** Start of Extract **

EP by Ami Suzuki
- Released: 6 February 2013
- Genre: J-pop
- Length: 36:00
- Label: Avex Trax

Ami Suzuki chronology
| Ami Selection (2011) | Snow Ring (2013) |  |

= Snow Ring =

Snow Ring (2013) is an extended play by Japanese entertainer Ami Suzuki. It was released on 6 February 2013 via Avex Trax. In addition to the lead song "Snow Ring", the EP comprises new and previously unreleased material from Suzuki.

==Background==
The mini album or EP was first announced in December 2012 initially in Suzuki's mobile fan club Ami Sapuri. "Snow Ring", the main song of the EP, is the first ballad song promoted as a single by Suzuki since 2007's "Sore mo Kitto Shiawase". The mini album includes many songs that were previously unreleased (in a regular album by Suzuki), such as "Future", included as a download-only bonus track for compilation album Ami Selection, and Kylie Minogue's cover of "Can't Get You Out of My Head", previously included in the compilation album Tokyo Girls Collection 10th Anniversary Runway Anthem. "Last Birthday" is a song from the Sony era that were previously performed live in concerts, and for the first time recorded in a studio version.

** End of Extract **
** Start of Extracted records **

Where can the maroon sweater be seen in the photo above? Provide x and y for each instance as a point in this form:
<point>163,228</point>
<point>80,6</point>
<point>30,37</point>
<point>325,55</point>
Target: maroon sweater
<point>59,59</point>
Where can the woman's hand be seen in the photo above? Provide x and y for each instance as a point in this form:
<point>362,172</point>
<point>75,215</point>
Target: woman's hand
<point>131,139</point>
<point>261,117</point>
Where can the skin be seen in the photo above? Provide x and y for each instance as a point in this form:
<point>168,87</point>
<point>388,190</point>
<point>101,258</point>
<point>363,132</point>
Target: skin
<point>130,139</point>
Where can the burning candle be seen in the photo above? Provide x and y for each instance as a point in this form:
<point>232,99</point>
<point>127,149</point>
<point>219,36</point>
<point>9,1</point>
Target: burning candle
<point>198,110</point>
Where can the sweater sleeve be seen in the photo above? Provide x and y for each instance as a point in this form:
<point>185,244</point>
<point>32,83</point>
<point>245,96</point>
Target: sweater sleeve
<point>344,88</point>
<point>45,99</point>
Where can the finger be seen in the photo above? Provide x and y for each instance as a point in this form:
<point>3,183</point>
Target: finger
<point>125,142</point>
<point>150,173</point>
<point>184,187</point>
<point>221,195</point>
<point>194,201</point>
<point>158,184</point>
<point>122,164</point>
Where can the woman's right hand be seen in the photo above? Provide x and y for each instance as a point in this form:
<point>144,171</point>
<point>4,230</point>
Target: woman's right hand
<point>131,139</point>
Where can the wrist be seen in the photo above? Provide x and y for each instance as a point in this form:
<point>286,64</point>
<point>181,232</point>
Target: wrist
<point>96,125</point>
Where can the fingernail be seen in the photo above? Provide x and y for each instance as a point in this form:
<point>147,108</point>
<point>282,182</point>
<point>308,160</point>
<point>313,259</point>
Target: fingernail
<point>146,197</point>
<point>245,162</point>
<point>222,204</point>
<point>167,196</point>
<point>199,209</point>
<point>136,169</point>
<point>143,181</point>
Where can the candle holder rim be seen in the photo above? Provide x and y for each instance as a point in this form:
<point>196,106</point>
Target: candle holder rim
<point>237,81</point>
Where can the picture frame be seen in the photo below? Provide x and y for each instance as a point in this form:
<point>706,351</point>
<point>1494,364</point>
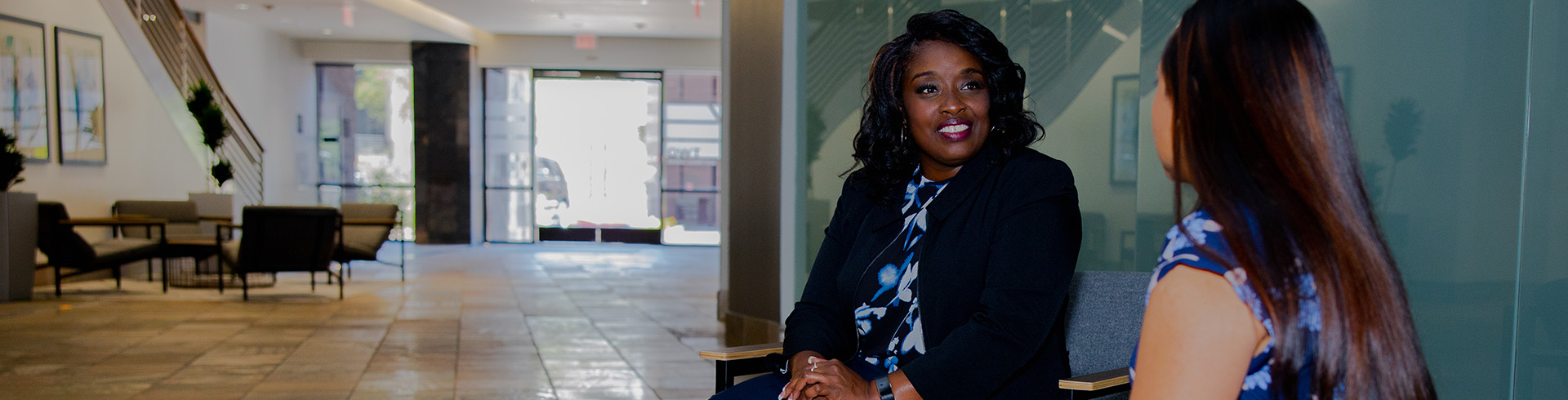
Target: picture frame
<point>1125,129</point>
<point>78,100</point>
<point>24,91</point>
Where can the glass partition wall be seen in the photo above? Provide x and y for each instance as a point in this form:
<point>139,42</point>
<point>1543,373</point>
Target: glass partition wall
<point>1452,105</point>
<point>601,156</point>
<point>366,137</point>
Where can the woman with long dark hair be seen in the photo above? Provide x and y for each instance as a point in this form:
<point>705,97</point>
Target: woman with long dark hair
<point>946,265</point>
<point>1278,284</point>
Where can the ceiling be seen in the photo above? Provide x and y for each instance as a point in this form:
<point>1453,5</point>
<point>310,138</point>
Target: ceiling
<point>604,18</point>
<point>320,20</point>
<point>323,20</point>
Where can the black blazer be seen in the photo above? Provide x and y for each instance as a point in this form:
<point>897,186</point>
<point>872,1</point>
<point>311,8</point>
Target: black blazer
<point>1000,247</point>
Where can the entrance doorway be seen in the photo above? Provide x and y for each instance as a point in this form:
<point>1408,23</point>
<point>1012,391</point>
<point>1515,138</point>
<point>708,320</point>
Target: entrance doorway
<point>596,146</point>
<point>601,156</point>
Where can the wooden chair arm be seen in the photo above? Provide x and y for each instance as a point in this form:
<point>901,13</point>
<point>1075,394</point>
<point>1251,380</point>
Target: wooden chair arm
<point>371,221</point>
<point>1097,381</point>
<point>112,221</point>
<point>731,353</point>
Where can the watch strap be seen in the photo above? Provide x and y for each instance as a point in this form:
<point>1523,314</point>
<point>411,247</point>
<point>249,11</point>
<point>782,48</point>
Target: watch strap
<point>883,388</point>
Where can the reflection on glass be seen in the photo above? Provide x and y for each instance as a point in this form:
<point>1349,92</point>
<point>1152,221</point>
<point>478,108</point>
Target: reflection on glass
<point>509,216</point>
<point>692,158</point>
<point>509,132</point>
<point>509,156</point>
<point>598,160</point>
<point>366,131</point>
<point>692,219</point>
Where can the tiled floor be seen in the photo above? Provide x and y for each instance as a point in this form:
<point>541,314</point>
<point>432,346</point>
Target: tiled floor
<point>472,322</point>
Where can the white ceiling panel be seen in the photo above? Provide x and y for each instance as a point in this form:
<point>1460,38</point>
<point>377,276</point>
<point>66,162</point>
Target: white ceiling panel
<point>322,20</point>
<point>690,20</point>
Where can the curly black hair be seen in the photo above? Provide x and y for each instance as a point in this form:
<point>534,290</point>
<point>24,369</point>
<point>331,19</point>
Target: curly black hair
<point>884,154</point>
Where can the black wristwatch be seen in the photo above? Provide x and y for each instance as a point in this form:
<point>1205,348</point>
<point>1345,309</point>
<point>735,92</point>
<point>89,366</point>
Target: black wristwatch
<point>883,388</point>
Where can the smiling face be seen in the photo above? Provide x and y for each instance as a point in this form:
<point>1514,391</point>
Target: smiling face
<point>947,105</point>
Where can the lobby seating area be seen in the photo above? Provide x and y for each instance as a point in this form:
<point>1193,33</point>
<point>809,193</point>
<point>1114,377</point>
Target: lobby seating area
<point>584,320</point>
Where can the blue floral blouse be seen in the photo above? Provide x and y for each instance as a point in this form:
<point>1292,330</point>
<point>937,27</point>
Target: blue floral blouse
<point>888,322</point>
<point>1181,251</point>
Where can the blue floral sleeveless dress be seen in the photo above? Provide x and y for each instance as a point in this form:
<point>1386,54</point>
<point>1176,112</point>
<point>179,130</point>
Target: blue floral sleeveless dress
<point>1183,251</point>
<point>888,320</point>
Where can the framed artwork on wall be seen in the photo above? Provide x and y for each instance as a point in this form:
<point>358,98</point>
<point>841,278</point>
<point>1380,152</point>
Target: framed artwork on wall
<point>1125,131</point>
<point>24,107</point>
<point>78,79</point>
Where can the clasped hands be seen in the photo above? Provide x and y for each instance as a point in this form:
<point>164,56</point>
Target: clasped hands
<point>816,377</point>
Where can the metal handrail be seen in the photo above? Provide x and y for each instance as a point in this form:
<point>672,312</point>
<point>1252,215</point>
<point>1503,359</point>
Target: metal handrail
<point>175,41</point>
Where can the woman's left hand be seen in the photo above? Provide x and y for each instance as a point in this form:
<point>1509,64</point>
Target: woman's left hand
<point>830,379</point>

** End of Extracted records **

**What is needed**
Output the passage of the Snow Ring article between "Snow Ring (2013) is" and "material from Suzuki.", inclusive, with no changes. The rows were taken from a separate source.

**Output**
Snow Ring (2013) is an extended play by Japanese entertainer Ami Suzuki. It was released on 6 February 2013 via Avex Trax. In addition to the lead song "Snow Ring", the EP comprises new and previously unreleased material from Suzuki.